Your objective => Copy every row below word for word, leaving out the pictures.

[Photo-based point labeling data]
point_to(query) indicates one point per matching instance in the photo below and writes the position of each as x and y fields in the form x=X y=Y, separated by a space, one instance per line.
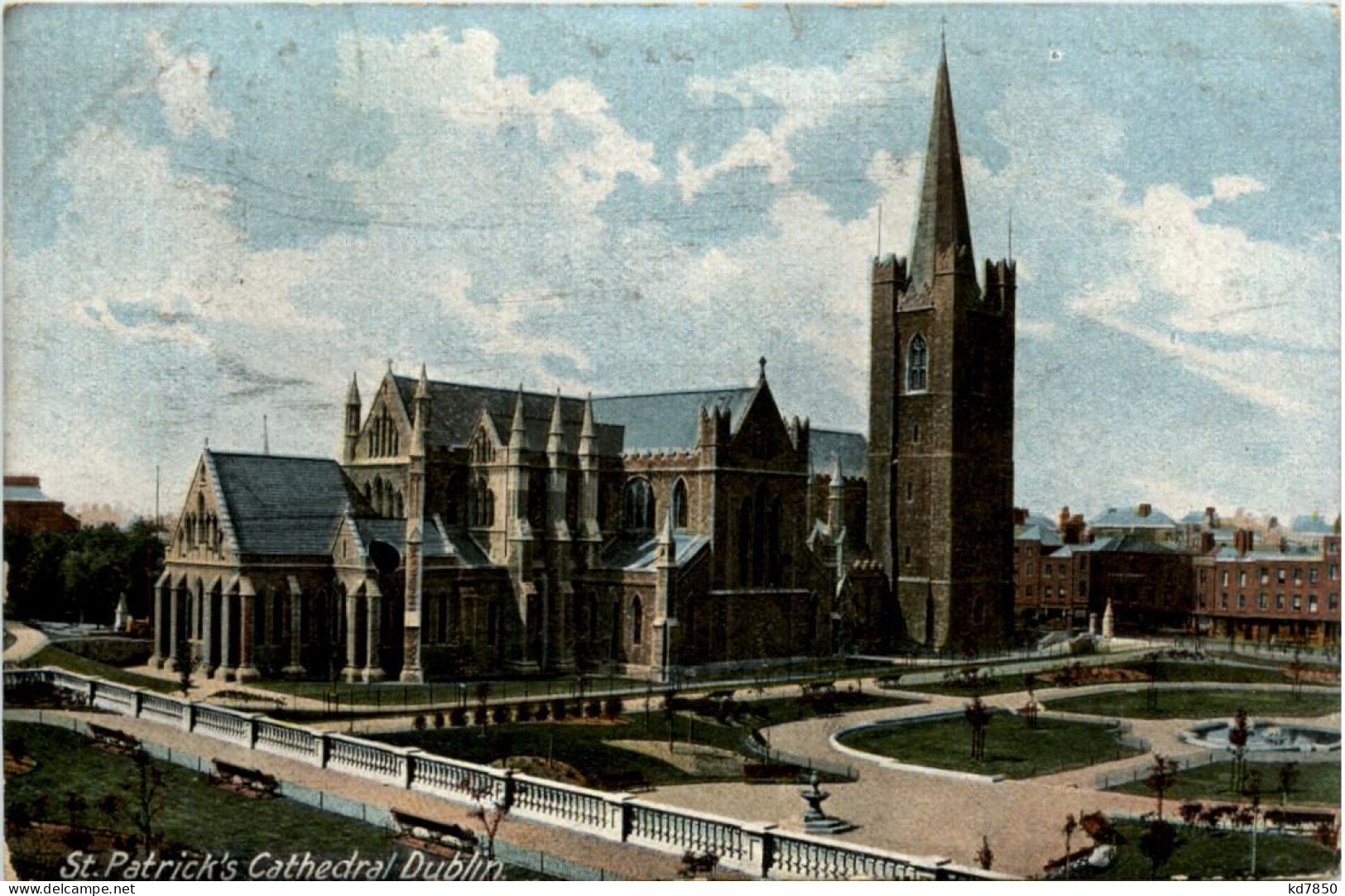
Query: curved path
x=27 y=640
x=915 y=812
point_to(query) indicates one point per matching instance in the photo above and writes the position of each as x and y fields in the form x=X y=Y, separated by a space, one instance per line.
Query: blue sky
x=217 y=213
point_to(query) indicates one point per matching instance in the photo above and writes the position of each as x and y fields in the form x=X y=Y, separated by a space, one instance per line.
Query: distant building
x=1276 y=595
x=1140 y=522
x=27 y=507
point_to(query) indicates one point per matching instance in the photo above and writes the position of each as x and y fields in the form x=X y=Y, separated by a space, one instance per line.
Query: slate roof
x=435 y=541
x=641 y=552
x=1047 y=536
x=667 y=420
x=1130 y=518
x=853 y=448
x=1127 y=545
x=1312 y=525
x=454 y=410
x=280 y=505
x=25 y=492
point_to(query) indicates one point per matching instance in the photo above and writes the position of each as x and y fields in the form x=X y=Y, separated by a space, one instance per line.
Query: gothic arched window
x=638 y=506
x=918 y=365
x=636 y=620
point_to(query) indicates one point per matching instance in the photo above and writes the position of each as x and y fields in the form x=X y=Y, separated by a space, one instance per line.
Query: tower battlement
x=889 y=270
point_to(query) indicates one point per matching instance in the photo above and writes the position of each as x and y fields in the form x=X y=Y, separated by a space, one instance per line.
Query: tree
x=147 y=798
x=1251 y=788
x=1069 y=831
x=1155 y=673
x=985 y=857
x=978 y=716
x=1157 y=844
x=1162 y=775
x=1237 y=743
x=1287 y=778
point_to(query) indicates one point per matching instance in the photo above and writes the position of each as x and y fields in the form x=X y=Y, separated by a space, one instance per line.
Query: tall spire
x=942 y=223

Task result =>
point_to(query) indicates one point per matching instance in the photo below and writes the position of each as x and y fields in the form x=X y=Y, separated by a space, one instance per line.
Query: curved path
x=27 y=640
x=915 y=812
point_to(query) indicates one point per matching instance in the photo above and writes the position of each as x and y fields in the form x=X y=Y, separated by a space, one instance per line.
Query: blue sky
x=217 y=213
point_to(query) indicates one point per matching instance in the photo above and writes the position of each as x and y fields in the form x=X y=Y, separated by a space, one instance per line.
Query: distant building
x=1276 y=595
x=1140 y=522
x=27 y=507
point_to(query) indicates one point per matching instance in the photo above and writes the position of each as x and y fields in the form x=X y=Y, separated by a space, one instance per line.
Query: slate roof
x=435 y=541
x=641 y=552
x=1047 y=536
x=667 y=420
x=1130 y=518
x=853 y=448
x=1127 y=545
x=1312 y=525
x=454 y=410
x=280 y=505
x=25 y=492
point_to(query) indicates one point per matching instance in the photo above and writes the position of each as x and y fields in the form x=X y=Y, separated by a space, one instance per line.
Query: gothic arched window
x=638 y=506
x=918 y=365
x=636 y=620
point_to(query) indicates one point per matching instance in the photo above and writes the position of each as x and y fields in the form x=X y=Y, separated by a space, one instance per line.
Query: tower battlement
x=889 y=270
point_to(query) indicates one point per matching instance in the photo above and writes the position of each as x and y fields in the form x=X y=Y, separated by a space, one instance per line.
Query: tree
x=147 y=798
x=1251 y=788
x=1069 y=831
x=1155 y=673
x=985 y=857
x=978 y=716
x=1157 y=844
x=1162 y=775
x=1237 y=743
x=1287 y=778
point_to(query) indicates one point per matching instance in the photo above and writes the position of each as x and y fields in the form x=X y=Y, separated by a space, one instance per line.
Query: tall spire
x=942 y=223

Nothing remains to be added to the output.